**Image region labeling entries:**
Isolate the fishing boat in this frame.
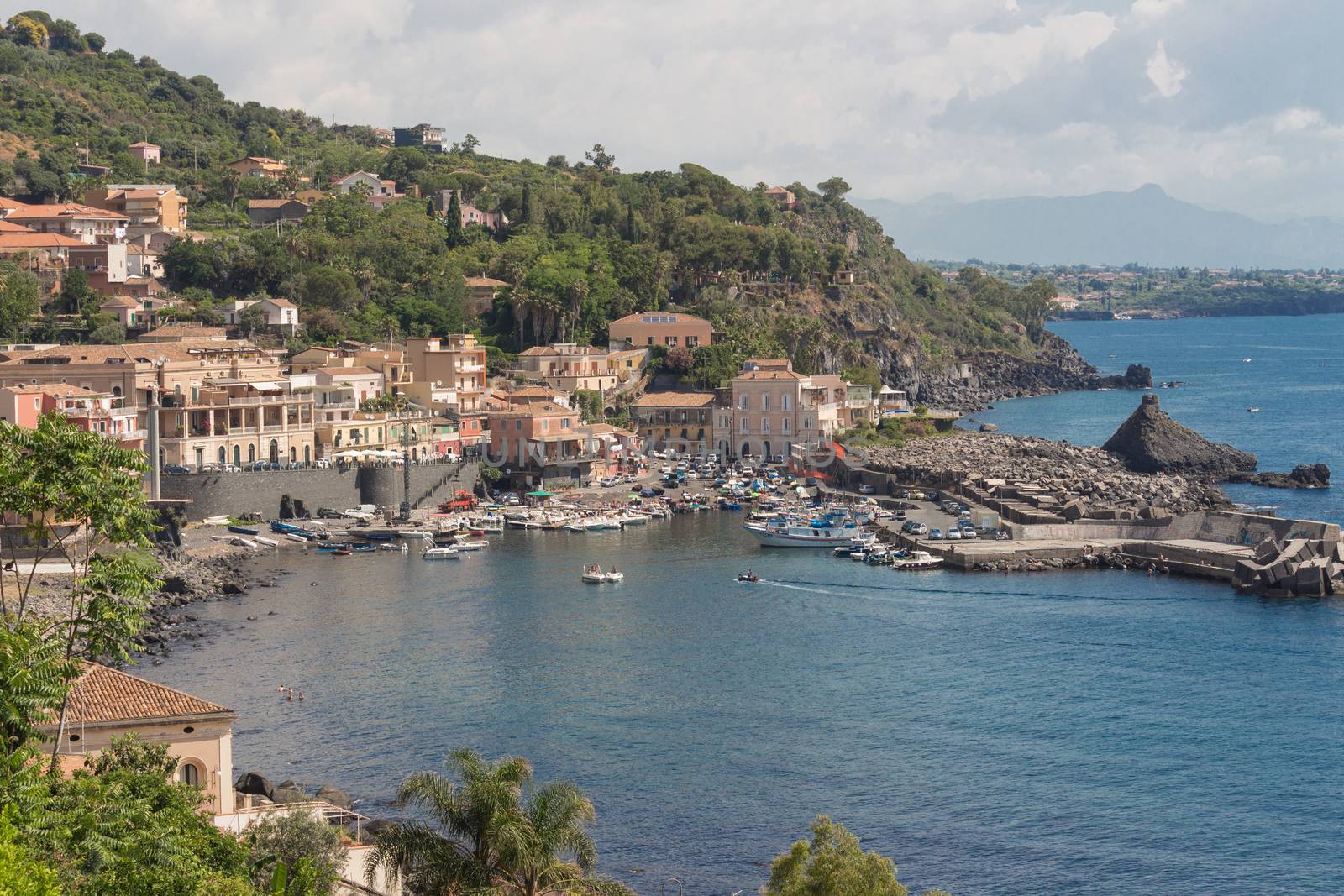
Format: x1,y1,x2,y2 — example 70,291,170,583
742,518,858,548
891,551,942,569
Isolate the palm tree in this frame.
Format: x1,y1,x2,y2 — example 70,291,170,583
365,750,632,896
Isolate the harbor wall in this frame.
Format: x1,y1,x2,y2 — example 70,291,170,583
160,464,477,522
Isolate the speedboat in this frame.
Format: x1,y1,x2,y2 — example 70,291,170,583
891,551,942,569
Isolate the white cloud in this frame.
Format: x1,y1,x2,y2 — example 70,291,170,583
1145,40,1189,98
1129,0,1185,24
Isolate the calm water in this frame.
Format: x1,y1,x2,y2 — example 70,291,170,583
974,314,1344,522
139,510,1344,896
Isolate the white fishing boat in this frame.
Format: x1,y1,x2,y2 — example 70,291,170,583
891,551,942,571
742,520,858,548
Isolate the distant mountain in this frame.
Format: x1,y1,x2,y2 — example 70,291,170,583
852,184,1344,267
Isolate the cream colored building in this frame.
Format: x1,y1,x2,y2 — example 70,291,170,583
40,663,238,815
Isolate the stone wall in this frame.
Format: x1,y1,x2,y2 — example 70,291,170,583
160,464,477,522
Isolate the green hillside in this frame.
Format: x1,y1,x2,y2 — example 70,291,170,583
0,12,1069,383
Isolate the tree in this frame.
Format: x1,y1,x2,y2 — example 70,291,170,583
444,190,466,249
817,177,851,203
583,144,620,173
0,414,160,789
365,750,630,896
0,262,42,343
247,811,345,896
761,815,909,896
31,735,247,896
60,267,97,314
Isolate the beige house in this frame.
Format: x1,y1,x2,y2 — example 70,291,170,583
517,343,616,392
607,312,714,349
42,663,238,815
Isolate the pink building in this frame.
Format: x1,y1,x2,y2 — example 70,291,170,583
0,383,145,448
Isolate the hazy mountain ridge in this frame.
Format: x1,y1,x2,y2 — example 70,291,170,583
852,184,1344,269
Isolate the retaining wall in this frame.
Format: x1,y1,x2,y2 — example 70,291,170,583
160,464,477,522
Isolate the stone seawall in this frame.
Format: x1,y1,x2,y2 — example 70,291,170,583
160,464,477,522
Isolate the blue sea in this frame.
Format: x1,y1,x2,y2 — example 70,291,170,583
137,317,1344,896
973,314,1344,522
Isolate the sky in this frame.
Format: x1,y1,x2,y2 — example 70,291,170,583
36,0,1344,220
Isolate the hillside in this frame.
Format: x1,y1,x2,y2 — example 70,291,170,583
0,13,1091,402
856,184,1344,269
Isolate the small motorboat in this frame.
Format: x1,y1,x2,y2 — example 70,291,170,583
891,551,942,569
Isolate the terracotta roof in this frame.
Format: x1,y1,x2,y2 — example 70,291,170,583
612,312,710,324
247,199,307,208
8,203,126,220
36,663,238,728
732,368,806,381
630,392,714,407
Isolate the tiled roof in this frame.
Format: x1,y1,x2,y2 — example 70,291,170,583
612,312,710,325
38,663,238,728
0,233,87,250
630,392,714,407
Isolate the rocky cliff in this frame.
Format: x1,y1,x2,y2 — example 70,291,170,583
1102,392,1255,479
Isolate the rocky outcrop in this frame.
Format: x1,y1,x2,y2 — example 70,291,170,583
851,430,1231,521
1087,364,1153,390
1227,464,1331,489
1102,394,1255,479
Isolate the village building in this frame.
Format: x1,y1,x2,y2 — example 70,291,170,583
0,383,145,448
517,343,616,392
247,199,309,227
607,312,714,349
126,139,163,165
224,156,289,180
85,184,186,236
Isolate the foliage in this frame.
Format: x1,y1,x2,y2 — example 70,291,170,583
0,414,159,811
0,260,42,341
761,815,909,896
32,735,247,896
365,750,630,896
247,811,345,896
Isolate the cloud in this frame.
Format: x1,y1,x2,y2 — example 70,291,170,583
1129,0,1185,25
29,0,1344,215
1145,40,1189,99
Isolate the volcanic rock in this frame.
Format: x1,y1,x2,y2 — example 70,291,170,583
1227,464,1331,489
1102,394,1255,478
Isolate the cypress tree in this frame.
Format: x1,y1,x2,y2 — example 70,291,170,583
444,190,466,249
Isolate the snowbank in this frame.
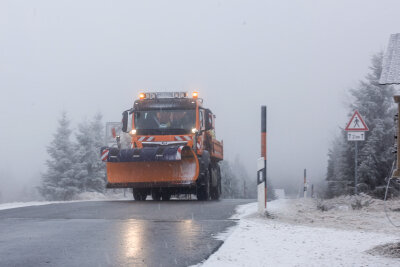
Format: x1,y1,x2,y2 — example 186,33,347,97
201,199,400,267
0,192,129,213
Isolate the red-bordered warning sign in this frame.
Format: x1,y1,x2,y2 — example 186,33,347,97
344,110,369,132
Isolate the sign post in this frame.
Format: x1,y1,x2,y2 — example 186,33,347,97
257,106,267,214
345,110,369,194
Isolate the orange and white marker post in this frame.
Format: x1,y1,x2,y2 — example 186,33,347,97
257,106,267,214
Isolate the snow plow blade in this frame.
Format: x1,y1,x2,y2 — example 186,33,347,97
107,146,199,188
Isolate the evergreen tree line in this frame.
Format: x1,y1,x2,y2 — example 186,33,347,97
38,112,106,200
326,53,396,197
39,112,274,200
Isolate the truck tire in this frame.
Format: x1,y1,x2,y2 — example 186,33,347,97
210,164,221,200
161,192,171,201
133,190,147,201
151,190,161,201
196,171,210,201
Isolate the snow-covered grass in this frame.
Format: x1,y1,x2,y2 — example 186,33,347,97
0,192,132,210
201,199,400,267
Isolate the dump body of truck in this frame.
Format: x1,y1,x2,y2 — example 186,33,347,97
101,92,223,200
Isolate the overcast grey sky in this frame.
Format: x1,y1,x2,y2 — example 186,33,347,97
0,0,400,201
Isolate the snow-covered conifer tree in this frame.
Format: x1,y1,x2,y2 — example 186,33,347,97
39,112,79,200
75,114,106,192
327,53,396,199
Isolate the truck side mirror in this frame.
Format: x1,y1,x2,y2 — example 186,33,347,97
204,109,214,131
122,111,129,133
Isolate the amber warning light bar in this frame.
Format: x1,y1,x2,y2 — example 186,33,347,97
139,92,199,100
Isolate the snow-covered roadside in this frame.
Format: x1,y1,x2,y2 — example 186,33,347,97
0,192,132,210
201,200,400,267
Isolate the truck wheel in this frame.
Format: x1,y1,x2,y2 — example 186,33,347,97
161,192,171,201
151,190,161,201
197,172,210,200
210,164,221,200
133,190,147,201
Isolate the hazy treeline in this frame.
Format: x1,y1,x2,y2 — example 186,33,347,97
326,53,396,197
39,112,266,200
39,112,106,200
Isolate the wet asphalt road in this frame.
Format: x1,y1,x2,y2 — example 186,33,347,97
0,200,250,266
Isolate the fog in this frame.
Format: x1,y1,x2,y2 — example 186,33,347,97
0,0,400,200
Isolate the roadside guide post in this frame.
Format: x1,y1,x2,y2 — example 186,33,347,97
303,169,307,198
379,33,400,178
257,106,267,214
345,110,369,194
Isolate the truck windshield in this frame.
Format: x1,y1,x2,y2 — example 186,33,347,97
134,110,196,135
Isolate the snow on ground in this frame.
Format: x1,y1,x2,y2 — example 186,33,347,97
0,192,132,213
201,199,400,267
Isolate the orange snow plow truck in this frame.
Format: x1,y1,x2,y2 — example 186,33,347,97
101,92,223,200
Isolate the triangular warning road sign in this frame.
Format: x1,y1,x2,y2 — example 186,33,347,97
344,110,369,131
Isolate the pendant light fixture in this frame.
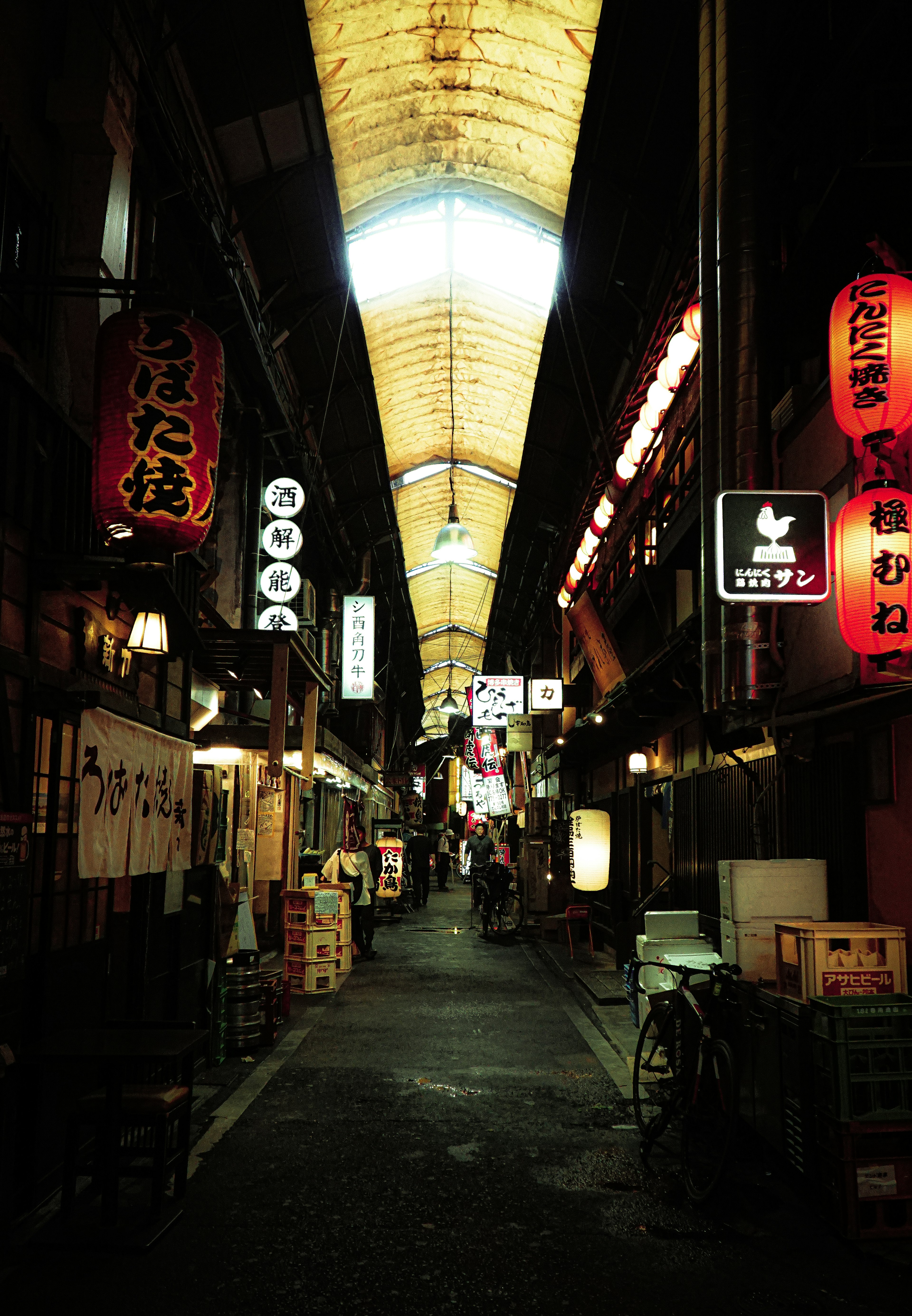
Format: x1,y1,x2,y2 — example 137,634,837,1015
430,270,478,562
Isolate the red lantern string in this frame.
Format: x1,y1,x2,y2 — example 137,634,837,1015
92,311,224,562
833,479,912,657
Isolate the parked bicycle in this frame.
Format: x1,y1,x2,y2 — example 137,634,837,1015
475,863,525,940
632,959,741,1201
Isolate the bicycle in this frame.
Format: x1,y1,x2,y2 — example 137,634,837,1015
475,865,525,938
632,959,741,1201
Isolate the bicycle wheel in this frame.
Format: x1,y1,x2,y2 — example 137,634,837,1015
492,891,525,937
680,1038,738,1201
633,1001,679,1142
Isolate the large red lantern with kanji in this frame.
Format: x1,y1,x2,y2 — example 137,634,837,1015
833,480,912,658
92,311,224,565
829,274,912,440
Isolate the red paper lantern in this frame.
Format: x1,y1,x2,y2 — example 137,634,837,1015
92,311,224,563
833,480,912,657
829,274,912,438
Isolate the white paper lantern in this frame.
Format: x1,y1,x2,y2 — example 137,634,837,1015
570,809,611,891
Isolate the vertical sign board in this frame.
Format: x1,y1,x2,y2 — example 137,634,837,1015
342,593,374,699
716,490,829,603
567,589,625,695
472,676,525,730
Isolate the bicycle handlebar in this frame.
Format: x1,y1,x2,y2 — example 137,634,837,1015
630,957,744,996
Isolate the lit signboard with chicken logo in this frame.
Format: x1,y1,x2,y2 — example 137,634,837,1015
716,490,829,603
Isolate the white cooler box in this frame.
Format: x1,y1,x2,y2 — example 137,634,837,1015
637,936,722,1028
718,859,829,982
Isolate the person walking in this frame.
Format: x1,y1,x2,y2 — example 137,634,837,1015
437,826,455,891
323,850,376,959
405,832,433,907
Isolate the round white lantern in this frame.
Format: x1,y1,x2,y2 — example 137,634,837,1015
570,809,611,891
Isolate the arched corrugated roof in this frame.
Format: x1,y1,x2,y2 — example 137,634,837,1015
307,0,601,727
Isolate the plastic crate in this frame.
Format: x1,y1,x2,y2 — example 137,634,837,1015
811,994,912,1042
775,919,905,1000
811,1033,912,1123
820,1152,912,1238
285,926,336,959
817,1112,912,1161
285,959,336,995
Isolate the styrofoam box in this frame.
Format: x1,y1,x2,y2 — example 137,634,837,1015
644,909,700,941
718,859,829,921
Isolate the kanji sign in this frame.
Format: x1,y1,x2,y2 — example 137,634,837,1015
263,478,304,516
92,311,224,557
79,708,194,879
529,676,563,713
342,593,374,699
716,490,829,603
472,676,525,729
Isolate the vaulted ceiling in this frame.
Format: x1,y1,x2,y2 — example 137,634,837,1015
307,0,601,734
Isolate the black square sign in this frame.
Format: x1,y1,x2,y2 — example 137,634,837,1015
716,490,829,603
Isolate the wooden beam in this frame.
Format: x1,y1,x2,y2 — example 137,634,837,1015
301,680,320,791
268,644,288,780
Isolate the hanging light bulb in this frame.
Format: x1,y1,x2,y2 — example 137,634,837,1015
126,612,168,654
430,500,478,562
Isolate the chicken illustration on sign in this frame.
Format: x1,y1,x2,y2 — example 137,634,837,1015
716,490,830,603
754,503,795,562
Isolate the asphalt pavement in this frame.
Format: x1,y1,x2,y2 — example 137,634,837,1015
0,886,912,1316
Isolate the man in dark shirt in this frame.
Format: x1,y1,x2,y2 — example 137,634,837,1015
405,832,433,905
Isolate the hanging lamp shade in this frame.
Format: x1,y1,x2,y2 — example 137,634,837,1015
829,274,912,440
430,503,478,562
570,809,611,891
833,480,912,657
92,311,224,566
126,612,168,654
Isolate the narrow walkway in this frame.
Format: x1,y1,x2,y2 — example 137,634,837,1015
5,887,907,1316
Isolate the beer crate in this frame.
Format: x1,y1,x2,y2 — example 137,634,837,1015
775,919,905,1000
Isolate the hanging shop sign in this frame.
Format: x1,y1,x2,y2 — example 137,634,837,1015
507,713,532,754
376,836,403,900
471,676,525,729
829,274,912,440
567,589,625,695
716,490,829,603
92,311,224,562
403,795,424,826
257,603,297,630
475,732,500,776
570,809,611,891
263,478,304,517
833,480,912,661
79,708,194,879
342,593,374,699
529,676,563,713
261,521,304,562
484,772,513,817
259,562,301,603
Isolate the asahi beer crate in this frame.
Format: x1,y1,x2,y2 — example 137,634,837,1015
775,919,905,1000
285,958,336,995
285,925,336,961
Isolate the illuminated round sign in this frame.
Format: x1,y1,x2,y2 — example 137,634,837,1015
263,521,304,562
259,562,301,603
263,480,304,516
257,604,297,630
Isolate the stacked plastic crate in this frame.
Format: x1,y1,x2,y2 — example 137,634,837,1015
282,886,341,994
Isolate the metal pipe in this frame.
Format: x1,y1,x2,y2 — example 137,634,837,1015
699,0,722,713
716,0,776,705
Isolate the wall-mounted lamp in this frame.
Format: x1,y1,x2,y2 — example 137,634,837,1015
126,612,168,654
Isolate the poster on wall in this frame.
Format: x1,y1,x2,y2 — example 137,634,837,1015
342,593,374,699
79,708,194,879
472,676,525,730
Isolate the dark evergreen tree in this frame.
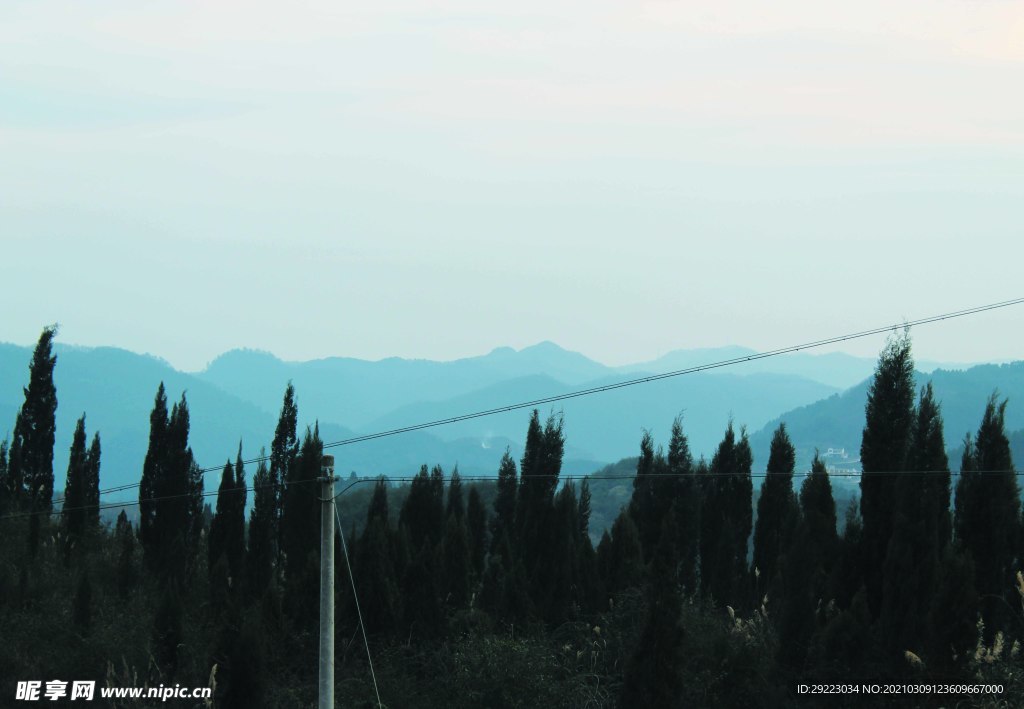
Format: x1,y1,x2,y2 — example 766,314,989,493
157,393,204,579
139,391,204,579
355,479,401,633
153,582,183,684
114,510,137,600
879,382,950,660
72,572,92,635
249,450,278,594
82,431,100,530
61,414,87,544
231,441,249,585
7,326,57,555
207,444,247,588
700,422,754,607
629,430,662,558
0,439,13,512
217,619,268,709
667,416,700,592
860,330,914,618
444,465,466,520
466,485,487,582
207,461,234,576
515,410,565,614
537,483,584,627
281,425,324,621
779,453,839,667
597,510,644,594
441,513,471,610
490,449,519,565
754,423,797,599
925,544,978,676
955,393,1020,639
398,465,444,556
577,477,592,539
138,382,168,571
401,544,444,639
269,382,299,567
621,513,685,709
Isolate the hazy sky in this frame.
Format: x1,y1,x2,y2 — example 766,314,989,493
0,0,1024,370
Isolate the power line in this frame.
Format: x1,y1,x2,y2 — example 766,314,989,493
334,497,384,707
49,297,1024,504
12,469,1024,522
0,479,316,522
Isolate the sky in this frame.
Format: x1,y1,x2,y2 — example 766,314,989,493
0,0,1024,371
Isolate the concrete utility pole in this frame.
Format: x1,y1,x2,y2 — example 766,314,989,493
319,456,335,709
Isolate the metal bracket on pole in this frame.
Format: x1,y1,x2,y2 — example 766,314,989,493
319,456,336,709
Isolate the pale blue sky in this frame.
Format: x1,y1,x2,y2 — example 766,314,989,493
0,0,1024,370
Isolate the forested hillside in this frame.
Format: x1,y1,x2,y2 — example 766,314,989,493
0,329,1024,709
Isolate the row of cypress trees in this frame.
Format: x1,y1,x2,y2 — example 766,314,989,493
0,329,1024,706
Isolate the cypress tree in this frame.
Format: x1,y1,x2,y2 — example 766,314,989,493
157,393,204,578
667,416,700,592
61,414,87,544
779,453,839,667
621,514,685,708
231,441,249,584
355,479,401,633
880,382,950,657
398,465,443,556
0,439,12,512
153,583,183,683
700,422,754,606
138,382,168,571
925,544,978,676
441,513,470,610
536,483,584,627
466,485,487,581
597,510,644,593
281,425,324,621
754,423,797,598
629,430,662,558
208,459,246,586
444,465,466,519
114,510,136,600
401,545,444,639
249,450,278,595
577,477,592,539
82,431,100,530
954,392,1020,639
72,572,92,635
489,448,519,562
860,330,914,618
269,382,299,567
7,326,57,555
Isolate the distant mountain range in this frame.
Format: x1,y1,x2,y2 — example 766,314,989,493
0,342,1018,498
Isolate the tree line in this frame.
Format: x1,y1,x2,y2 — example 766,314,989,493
0,328,1024,707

**What you have to do:** Could you change every "Isolate" to "Locate" in the entries, starting at the line containing "Isolate the palm tree in this frame." and ending at the line containing "0,12,1069,383", and give back only those lines with everything else left as it is?

**Completed task:**
Locate the palm tree in this frame.
Format: x1,y1,x2,y2 — example 70,291,170,583
365,750,632,896
Locate the harbor wall in this frame.
Format: x1,y1,x2,y2 — example 70,291,170,583
160,464,477,522
Locate the speedboat in this frame.
Format: x1,y1,x2,y2 — example 70,291,170,583
891,551,942,569
Locate the white cloud in this frame.
Format: x1,y1,x2,y2 — example 70,291,170,583
1145,40,1189,98
1129,0,1185,24
Locate the calm water in this frame.
Format: x1,y1,x2,y2 — example 70,291,170,583
974,314,1344,522
139,510,1344,896
Locate the white fishing boat in this frame.
Format: x1,y1,x2,y2 — example 70,291,170,583
891,551,942,571
742,520,858,548
Locate the distant mountain in this frame.
Format: x1,y1,x2,y2 — example 70,291,170,583
852,184,1344,267
Locate the cream colored building in this frame.
Format: x1,y1,x2,y2 — example 70,291,170,583
40,663,238,815
Locate the stone wall in this frame.
Format: x1,y1,x2,y2 — example 70,291,170,583
160,464,477,522
Locate the green hillside in this frame.
Format: x1,y1,x2,y2 — example 70,291,170,583
0,12,1069,383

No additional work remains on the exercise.